**Goal of the exercise:** The passage on MAOA genotype and physical abuse names the variants of the 30-bp repeat sequence found in the sample. List every one of those variants with the frequency given for it.

**Document passage:**
☆ ☆ ☆ ☆ ☆ ☆ ☆

Genotypes in the sample consisted of five variants of the 30-bp repeat sequence: 2- (0.2%), 3- (31.9%), 3.5- (2.1%), 4- (64.2%), and 5-repeats (1.6%). These allele frequencies matched closely the frequencies reported in other Caucasian samples.31 In terms of expression, all studies agree on the functional classification of the two most common alleles, that is, 3-repeats (low activity), and 4-repeats (high activity). Of rare alleles, both Sabol et al.4 and Deckert et al.50 assayed the 3.5-repeat with the same result (high activity), whereas a discrepancy resulted for the 5-repeat. We chose the classification of Sabol et al.4 (i.e., 5-repeat equals low activity) as they assayed three cell lines as opposed to one. The rare 2-repeat, of which only two cases exist in our sample, was classified as low activity based upon precedence in previous studies. Dropping the 18 boys with the 2- or 5-repeat alleles did not alter the pattern of findings nor their significance.3, 6, 7
Predicting composite mental health problems
Sample sizes, group means, and effect size comparisons are presented in Table 1. As expected, there was a significant main effect of physical abuse exposure on children's mental health problems (Table 2). In addition, we found a significant main effect of MAOA activity (P=0.017), such that boys with the high activity allele had a higher level of mental health problems. The test for the interaction between MAOA activity and physical abuse exposure revealed a significant G × E (b=−0.84, s.e.=0.40, t=2.09, P=0.037). This interaction showed that the effect of physical abuse exposure was significantly weaker among boys with high MAOA activity (b=0.61, s.e.=0.22, t=2.83, P=0.005) than among boys with low MAOA activity (b=1.45, s.e.=0.33, t=4.40, P<0.001) (see Figure 1).
Next, we examined whether there might be evidence of a rGE in two ways. First, we tested for the possibility that a child's genotype might be involved in evoking or eliciting physical abuse exposure. We found that it did not. Boys’ MAOA activity was not significantly associated with likelihood of exposure to physical abuse (low-activity MAOA 3.5%; high-activity MAOA 5.3%; F(1,974)=1.89, P=0.170). Second, we tested whether a child's MAOA genotype might be related to the likelihood of experiencing physical abuse indirectly via an association with parental characteristics that increase environmental risk exposure. Maternal antisocial personality symptoms were significantly correlated with children's likelihood of physical abuse exposure (b=1.22, s.e.=0.26, t=4.79, P<0.001). However, when the model was adjusted for the main effects of physical abuse exposure, MAOA genotype, and maternal antisocial personality symptoms, the interaction between MAOA activity and physical abuse exposure remained significant (Table 2).

☆ ☆ ☆ ☆ ☆ ☆ ☆

**Records provided:**
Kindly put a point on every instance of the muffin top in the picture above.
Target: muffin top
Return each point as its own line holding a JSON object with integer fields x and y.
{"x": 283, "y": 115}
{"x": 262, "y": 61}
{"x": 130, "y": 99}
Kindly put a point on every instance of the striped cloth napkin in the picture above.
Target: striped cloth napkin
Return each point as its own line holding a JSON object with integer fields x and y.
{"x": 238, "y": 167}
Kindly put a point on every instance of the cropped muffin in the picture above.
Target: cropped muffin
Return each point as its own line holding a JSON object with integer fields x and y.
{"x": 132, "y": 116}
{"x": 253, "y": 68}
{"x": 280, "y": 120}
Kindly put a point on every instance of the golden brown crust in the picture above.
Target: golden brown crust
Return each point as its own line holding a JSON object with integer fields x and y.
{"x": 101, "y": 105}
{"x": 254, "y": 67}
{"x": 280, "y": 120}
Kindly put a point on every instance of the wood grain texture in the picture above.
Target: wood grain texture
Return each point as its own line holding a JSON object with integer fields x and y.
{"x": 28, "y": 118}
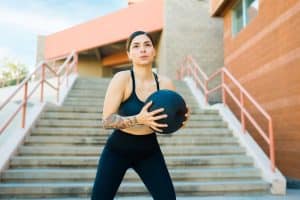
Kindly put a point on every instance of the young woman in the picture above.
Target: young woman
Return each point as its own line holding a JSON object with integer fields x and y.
{"x": 133, "y": 143}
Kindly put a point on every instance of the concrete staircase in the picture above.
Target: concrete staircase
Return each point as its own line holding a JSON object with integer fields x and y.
{"x": 59, "y": 158}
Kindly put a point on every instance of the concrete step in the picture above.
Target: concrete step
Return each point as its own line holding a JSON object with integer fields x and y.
{"x": 94, "y": 150}
{"x": 89, "y": 109}
{"x": 97, "y": 116}
{"x": 184, "y": 132}
{"x": 97, "y": 123}
{"x": 100, "y": 104}
{"x": 83, "y": 189}
{"x": 88, "y": 175}
{"x": 69, "y": 100}
{"x": 101, "y": 140}
{"x": 100, "y": 93}
{"x": 211, "y": 161}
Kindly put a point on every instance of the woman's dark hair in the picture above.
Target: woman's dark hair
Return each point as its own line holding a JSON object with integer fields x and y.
{"x": 133, "y": 35}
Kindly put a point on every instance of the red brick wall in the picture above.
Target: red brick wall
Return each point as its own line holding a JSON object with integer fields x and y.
{"x": 265, "y": 57}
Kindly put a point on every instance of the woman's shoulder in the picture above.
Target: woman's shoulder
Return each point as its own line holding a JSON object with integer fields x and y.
{"x": 121, "y": 76}
{"x": 165, "y": 82}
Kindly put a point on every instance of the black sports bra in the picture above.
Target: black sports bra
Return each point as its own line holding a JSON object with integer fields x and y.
{"x": 133, "y": 105}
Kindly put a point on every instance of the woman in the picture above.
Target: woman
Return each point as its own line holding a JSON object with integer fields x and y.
{"x": 133, "y": 144}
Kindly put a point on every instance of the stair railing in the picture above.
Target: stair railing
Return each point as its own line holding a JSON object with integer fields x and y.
{"x": 64, "y": 71}
{"x": 189, "y": 67}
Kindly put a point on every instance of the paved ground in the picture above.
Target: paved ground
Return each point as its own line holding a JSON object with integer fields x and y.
{"x": 291, "y": 195}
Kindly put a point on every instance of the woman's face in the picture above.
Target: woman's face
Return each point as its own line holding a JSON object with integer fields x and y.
{"x": 141, "y": 50}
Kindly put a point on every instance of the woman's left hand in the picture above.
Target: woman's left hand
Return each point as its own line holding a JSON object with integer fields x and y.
{"x": 187, "y": 115}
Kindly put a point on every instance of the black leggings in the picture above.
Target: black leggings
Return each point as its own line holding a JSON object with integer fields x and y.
{"x": 143, "y": 154}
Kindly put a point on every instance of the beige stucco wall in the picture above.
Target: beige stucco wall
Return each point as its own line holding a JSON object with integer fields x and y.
{"x": 189, "y": 29}
{"x": 89, "y": 66}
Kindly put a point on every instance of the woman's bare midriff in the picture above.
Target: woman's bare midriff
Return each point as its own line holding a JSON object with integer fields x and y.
{"x": 139, "y": 130}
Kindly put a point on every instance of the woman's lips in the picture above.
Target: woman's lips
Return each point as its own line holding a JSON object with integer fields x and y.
{"x": 144, "y": 56}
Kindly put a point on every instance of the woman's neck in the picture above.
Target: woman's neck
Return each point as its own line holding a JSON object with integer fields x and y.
{"x": 143, "y": 72}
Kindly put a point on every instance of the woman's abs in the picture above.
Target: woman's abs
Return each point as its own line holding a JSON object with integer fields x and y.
{"x": 138, "y": 130}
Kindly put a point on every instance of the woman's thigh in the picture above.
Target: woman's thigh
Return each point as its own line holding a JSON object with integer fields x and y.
{"x": 110, "y": 172}
{"x": 155, "y": 175}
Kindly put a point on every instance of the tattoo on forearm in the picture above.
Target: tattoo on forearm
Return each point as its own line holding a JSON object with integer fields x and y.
{"x": 120, "y": 122}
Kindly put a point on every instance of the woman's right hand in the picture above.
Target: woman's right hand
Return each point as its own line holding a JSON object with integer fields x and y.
{"x": 149, "y": 118}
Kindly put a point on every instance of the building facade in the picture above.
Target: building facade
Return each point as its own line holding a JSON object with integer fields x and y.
{"x": 262, "y": 50}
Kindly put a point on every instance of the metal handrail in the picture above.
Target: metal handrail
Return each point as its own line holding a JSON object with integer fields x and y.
{"x": 191, "y": 68}
{"x": 42, "y": 66}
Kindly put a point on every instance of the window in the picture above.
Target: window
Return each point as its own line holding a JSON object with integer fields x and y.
{"x": 243, "y": 12}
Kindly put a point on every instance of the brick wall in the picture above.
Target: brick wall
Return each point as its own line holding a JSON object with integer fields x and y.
{"x": 265, "y": 56}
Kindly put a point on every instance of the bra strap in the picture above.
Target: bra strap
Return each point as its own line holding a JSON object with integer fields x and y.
{"x": 156, "y": 80}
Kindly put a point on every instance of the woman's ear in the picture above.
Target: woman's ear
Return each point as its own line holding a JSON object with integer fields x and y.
{"x": 128, "y": 54}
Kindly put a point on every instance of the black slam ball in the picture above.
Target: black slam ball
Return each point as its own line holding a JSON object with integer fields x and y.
{"x": 174, "y": 106}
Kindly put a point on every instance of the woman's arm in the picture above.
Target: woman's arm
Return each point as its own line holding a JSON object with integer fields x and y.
{"x": 112, "y": 101}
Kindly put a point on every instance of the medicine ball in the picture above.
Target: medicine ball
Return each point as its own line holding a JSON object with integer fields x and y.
{"x": 174, "y": 106}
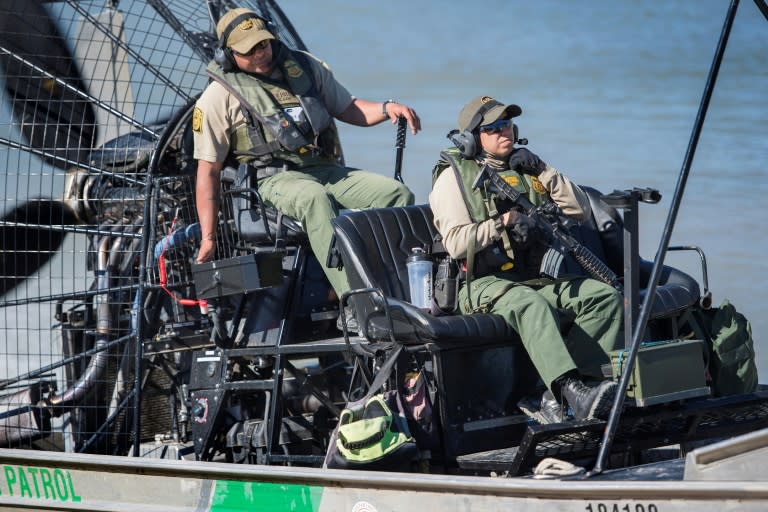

☆ ☆ ☆ ☆ ☆ ☆ ☆

**Task response:** 2-repeat (0.2%), 3-repeat (31.9%), 3.5-repeat (2.1%), 4-repeat (64.2%), 5-repeat (1.6%)